Goal: Retype the items word for word, starting at the very first line and stopping after the line that contains "[[[86,20],[0,54],[0,219],[220,219],[219,14]]]".

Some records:
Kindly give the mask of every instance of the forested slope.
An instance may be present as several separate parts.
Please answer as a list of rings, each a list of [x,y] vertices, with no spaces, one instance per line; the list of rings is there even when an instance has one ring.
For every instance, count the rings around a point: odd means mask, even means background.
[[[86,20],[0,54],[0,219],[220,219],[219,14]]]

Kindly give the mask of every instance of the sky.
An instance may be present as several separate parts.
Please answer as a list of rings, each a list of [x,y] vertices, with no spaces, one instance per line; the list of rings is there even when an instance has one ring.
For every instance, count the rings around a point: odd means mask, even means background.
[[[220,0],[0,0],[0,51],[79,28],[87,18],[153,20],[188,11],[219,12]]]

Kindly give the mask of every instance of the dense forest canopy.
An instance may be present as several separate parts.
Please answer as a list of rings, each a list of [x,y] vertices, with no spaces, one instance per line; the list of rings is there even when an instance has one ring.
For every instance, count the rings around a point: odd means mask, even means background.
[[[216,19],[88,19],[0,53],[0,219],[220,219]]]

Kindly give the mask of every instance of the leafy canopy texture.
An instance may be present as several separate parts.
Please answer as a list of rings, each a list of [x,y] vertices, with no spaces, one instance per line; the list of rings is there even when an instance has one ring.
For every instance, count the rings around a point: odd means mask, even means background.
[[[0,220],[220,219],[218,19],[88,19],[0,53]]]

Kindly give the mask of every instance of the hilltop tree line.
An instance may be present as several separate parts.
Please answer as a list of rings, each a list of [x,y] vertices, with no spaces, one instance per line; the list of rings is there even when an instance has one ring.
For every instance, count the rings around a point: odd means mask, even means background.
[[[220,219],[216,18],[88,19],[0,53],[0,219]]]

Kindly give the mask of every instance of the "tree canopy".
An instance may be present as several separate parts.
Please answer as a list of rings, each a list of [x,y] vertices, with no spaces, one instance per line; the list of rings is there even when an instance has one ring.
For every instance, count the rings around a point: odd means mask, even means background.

Output:
Kindly give the mask of every instance of the forested slope.
An instance may be present as several separate parts.
Please answer as a list of rings, each a list of [x,y] vertices, with no spaces, one instance per line; the list of rings is there even when an instance has one ring.
For every instance, count the rings around a point: odd means mask, even means background.
[[[86,20],[0,54],[0,219],[220,219],[219,14]]]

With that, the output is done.